What you need to do:
Copy exactly, and only, the lines from the line containing "[locate] the blue information" through the last line of the records below, both included.

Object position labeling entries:
□ □ □ □ □ □ □

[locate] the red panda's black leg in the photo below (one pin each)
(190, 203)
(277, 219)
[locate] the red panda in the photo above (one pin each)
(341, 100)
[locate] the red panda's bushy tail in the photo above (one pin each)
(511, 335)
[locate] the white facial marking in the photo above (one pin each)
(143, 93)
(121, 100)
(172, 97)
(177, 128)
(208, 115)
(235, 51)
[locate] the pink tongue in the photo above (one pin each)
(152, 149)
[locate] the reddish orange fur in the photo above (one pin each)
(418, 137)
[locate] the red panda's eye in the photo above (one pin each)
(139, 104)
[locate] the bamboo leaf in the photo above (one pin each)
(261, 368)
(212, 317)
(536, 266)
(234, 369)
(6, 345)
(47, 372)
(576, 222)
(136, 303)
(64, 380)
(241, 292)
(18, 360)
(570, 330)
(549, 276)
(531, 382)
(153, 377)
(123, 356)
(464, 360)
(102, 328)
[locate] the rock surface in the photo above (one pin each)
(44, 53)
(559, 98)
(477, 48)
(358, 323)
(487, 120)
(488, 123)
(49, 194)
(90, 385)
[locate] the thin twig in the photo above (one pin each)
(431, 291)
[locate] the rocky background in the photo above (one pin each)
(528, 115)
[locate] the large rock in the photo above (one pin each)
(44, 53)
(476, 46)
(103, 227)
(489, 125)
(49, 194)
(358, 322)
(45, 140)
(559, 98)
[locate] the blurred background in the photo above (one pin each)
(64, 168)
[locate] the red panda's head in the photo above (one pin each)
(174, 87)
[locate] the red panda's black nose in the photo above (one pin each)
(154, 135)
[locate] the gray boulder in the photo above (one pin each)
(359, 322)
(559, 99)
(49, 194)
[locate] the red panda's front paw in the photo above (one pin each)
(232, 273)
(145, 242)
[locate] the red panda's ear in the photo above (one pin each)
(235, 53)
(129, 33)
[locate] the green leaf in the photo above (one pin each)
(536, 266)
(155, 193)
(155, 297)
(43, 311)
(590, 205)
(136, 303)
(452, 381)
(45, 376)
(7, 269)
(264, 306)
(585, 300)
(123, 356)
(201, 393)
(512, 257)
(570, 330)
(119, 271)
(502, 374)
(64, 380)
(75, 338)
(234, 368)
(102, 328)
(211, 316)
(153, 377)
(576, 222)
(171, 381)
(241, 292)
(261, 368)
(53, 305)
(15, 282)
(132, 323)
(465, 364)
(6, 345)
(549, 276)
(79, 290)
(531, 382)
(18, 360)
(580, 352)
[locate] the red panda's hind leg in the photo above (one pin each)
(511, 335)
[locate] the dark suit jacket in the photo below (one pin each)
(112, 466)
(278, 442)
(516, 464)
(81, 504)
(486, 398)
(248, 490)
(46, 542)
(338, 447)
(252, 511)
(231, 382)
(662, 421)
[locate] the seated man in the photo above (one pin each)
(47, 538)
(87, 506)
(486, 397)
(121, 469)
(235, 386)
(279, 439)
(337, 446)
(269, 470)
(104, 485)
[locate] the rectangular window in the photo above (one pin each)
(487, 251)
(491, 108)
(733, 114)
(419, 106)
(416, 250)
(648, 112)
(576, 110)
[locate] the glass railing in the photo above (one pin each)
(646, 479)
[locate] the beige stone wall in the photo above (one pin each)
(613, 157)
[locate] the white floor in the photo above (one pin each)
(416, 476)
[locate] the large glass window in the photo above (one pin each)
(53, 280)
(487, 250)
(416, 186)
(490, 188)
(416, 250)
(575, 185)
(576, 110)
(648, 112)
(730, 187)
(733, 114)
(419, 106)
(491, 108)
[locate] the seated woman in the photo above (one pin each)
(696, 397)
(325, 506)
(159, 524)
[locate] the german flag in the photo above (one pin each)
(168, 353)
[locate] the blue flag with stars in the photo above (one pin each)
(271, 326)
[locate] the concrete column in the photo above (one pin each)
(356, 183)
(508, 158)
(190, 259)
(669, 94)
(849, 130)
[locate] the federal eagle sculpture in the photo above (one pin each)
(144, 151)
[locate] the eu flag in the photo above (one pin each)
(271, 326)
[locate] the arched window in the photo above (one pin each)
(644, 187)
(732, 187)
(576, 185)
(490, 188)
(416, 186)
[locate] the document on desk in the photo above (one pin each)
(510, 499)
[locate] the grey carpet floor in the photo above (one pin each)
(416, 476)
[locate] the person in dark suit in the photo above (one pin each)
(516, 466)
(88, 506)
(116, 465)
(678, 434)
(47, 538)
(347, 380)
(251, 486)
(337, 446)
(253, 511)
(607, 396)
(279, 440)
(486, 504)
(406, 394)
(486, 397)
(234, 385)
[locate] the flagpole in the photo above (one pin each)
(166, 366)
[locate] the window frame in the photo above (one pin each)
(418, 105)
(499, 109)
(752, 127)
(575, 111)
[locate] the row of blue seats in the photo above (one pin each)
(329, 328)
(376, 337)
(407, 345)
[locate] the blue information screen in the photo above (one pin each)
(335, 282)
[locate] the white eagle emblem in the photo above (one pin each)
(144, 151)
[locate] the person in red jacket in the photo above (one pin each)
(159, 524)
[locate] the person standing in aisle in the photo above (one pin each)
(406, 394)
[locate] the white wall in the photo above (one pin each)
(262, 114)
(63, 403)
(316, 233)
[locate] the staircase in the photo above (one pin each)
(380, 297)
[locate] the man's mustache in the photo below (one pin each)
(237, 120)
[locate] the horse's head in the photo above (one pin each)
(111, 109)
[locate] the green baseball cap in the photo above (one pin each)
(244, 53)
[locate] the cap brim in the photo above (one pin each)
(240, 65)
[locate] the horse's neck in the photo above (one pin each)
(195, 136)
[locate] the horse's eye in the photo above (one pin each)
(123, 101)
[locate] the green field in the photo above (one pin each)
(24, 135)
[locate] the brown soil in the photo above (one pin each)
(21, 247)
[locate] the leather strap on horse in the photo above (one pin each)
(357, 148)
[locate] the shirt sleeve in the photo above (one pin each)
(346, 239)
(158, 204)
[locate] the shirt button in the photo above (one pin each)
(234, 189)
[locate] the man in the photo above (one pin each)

□ □ □ □ □ □ □

The completed task:
[locate] the blue information screen in the photo above (one pin each)
(335, 282)
[locate] the white eagle emblem in the photo above (one pin each)
(144, 151)
[locate] the person in red jacket in the photo above (one pin each)
(159, 524)
[locate] the person standing in aisle in the photo above (one pin each)
(406, 394)
[locate] the white wall in the photo above (one pin each)
(262, 114)
(63, 403)
(316, 233)
[locate] the staircase in the photo above (one pin each)
(380, 297)
[locate] the man's mustache in the photo below (one pin each)
(237, 120)
[locate] the horse's head in the photo above (one pin each)
(111, 109)
[locate] the green baseball cap in the photo above (one pin each)
(244, 53)
[locate] the cap brim in the photo above (one pin each)
(240, 65)
[locate] the horse's neck in the photo above (one pin each)
(195, 136)
[locate] the horse's eye in the photo above (one pin each)
(123, 101)
[locate] the green field in the photo above (one pin each)
(24, 135)
[locate] the brown soil in the photo above (one pin each)
(21, 247)
[locate] the leather strap on horse in the photo above (one pin each)
(357, 148)
[locate] the shirt sleeve in the photo above (one pin each)
(346, 239)
(158, 204)
[locate] the shirt button in the photo above (one pin each)
(234, 189)
[locate] the man in the photo above (one pin each)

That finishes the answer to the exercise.